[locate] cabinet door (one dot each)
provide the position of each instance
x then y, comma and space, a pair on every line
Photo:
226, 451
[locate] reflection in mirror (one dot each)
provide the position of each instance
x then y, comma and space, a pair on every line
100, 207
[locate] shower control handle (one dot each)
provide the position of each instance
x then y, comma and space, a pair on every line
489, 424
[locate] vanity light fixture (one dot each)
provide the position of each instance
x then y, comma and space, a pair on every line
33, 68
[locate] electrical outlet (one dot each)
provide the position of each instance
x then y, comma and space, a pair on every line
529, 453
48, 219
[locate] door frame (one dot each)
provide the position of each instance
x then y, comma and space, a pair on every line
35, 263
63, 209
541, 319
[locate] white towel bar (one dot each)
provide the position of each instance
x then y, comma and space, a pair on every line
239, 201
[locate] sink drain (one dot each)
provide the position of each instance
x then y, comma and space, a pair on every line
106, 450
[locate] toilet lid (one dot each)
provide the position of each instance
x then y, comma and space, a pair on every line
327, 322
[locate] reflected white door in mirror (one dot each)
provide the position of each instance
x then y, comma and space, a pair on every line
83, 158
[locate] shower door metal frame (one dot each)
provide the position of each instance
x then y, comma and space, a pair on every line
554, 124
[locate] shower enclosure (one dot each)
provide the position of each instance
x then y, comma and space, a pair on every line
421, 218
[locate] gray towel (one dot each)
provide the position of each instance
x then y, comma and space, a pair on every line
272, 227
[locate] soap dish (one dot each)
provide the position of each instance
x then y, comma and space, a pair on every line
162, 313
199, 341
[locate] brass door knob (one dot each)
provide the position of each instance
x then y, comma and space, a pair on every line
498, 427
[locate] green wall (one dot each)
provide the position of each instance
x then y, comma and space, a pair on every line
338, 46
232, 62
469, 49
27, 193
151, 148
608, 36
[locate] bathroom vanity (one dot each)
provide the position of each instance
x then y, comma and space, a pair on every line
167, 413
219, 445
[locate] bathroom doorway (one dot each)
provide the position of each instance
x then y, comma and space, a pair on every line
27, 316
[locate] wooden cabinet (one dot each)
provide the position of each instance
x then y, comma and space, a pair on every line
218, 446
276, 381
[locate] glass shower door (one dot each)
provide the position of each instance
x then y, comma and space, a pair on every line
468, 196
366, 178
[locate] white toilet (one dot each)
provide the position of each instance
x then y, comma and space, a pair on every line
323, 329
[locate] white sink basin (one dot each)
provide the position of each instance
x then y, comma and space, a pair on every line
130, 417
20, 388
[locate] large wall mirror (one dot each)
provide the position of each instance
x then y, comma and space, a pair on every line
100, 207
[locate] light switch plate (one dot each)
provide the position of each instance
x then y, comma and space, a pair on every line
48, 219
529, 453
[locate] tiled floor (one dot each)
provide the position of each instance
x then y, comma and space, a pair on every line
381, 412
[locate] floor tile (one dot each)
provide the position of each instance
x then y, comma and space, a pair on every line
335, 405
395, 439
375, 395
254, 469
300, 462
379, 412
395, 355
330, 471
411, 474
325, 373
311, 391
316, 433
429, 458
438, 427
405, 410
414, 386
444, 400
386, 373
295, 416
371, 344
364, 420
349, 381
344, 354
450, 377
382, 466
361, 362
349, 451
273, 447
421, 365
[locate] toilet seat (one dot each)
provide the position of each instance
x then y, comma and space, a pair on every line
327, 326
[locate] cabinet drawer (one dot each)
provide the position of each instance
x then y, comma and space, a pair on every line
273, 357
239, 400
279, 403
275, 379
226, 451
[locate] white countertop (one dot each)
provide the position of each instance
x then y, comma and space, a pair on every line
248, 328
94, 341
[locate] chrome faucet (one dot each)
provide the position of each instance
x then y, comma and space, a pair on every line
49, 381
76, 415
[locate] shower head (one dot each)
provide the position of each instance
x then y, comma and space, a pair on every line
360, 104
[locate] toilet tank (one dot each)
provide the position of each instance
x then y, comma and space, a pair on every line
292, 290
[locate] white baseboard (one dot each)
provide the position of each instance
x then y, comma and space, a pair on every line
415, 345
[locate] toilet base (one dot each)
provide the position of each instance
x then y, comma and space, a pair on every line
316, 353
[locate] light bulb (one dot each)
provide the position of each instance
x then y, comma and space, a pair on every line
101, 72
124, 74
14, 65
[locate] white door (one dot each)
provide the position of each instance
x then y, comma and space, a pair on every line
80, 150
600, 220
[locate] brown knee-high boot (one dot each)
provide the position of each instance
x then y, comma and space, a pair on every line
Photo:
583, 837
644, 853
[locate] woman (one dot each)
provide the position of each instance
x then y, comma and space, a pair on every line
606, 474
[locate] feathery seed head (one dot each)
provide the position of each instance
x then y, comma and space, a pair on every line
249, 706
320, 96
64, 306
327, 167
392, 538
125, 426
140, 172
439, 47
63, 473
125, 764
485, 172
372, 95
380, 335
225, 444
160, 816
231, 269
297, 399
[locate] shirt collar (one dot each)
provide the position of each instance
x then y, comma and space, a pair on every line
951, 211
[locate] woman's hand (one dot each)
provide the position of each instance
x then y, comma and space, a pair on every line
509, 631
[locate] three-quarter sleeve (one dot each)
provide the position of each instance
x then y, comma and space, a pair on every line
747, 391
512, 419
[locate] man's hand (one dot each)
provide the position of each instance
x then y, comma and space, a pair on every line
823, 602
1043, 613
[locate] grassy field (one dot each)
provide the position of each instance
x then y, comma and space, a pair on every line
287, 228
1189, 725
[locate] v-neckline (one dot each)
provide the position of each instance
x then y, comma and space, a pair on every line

What is needed: From the first line of the records to the line containing "[locate] vanity light fixture (one dot each)", inclusive, transcribe everything exactly and leave out the rest.

Completed exercise:
[locate] cabinet door (one dot each)
provide the position of each instance
x then y, comma and space, a pair on every line
Photo:
226, 451
[locate] reflection in mirror (one dot each)
provide the position of each instance
x then y, comma and space, a pair on every line
100, 207
[locate] shower control handle (one dot each)
provide the position of each instance
x then y, comma and space, a pair on every line
489, 424
[locate] vanity light fixture (one dot each)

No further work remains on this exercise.